_Directions for this task:_ Each line from the one containing "weathered rock can be found." through the final line of the data below must be repeated exactly.

Records excerpted from a collection:
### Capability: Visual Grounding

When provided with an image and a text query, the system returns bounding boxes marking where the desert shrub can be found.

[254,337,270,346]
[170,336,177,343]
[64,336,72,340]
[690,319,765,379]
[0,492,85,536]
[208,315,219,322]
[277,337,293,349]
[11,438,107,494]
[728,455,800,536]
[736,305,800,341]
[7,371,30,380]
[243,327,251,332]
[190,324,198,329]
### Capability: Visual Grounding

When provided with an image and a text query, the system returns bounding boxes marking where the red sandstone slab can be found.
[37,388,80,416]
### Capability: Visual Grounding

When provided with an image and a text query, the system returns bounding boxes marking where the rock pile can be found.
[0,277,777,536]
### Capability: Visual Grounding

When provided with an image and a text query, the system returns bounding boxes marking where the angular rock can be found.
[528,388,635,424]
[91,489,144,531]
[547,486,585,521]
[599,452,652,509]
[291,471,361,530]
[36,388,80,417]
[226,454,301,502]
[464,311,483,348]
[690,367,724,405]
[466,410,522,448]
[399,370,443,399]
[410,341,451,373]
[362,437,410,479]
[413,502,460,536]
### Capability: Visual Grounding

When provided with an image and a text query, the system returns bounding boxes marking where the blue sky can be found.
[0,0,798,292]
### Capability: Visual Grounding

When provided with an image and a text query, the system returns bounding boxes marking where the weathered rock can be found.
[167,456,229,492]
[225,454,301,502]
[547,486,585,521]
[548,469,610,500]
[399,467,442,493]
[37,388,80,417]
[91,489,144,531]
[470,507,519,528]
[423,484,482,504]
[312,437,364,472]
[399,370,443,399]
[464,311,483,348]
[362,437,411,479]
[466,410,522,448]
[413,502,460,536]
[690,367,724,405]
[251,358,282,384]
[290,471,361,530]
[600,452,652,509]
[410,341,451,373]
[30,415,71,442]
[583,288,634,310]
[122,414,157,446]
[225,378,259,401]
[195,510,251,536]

_Finished task:_
When provided with an image and a text query, the system returns bounding boxes marking where the weathered rock can be found.
[167,456,229,492]
[225,454,301,502]
[547,486,585,521]
[548,469,610,500]
[399,467,442,493]
[37,388,80,417]
[91,489,144,531]
[470,507,519,528]
[423,484,482,504]
[312,437,364,472]
[399,370,443,399]
[464,311,483,348]
[362,437,411,479]
[466,410,522,448]
[413,502,460,536]
[690,367,724,405]
[251,358,282,384]
[290,471,361,530]
[600,452,652,509]
[410,341,451,373]
[30,415,71,442]
[583,288,634,310]
[122,414,157,446]
[225,378,259,401]
[195,510,251,536]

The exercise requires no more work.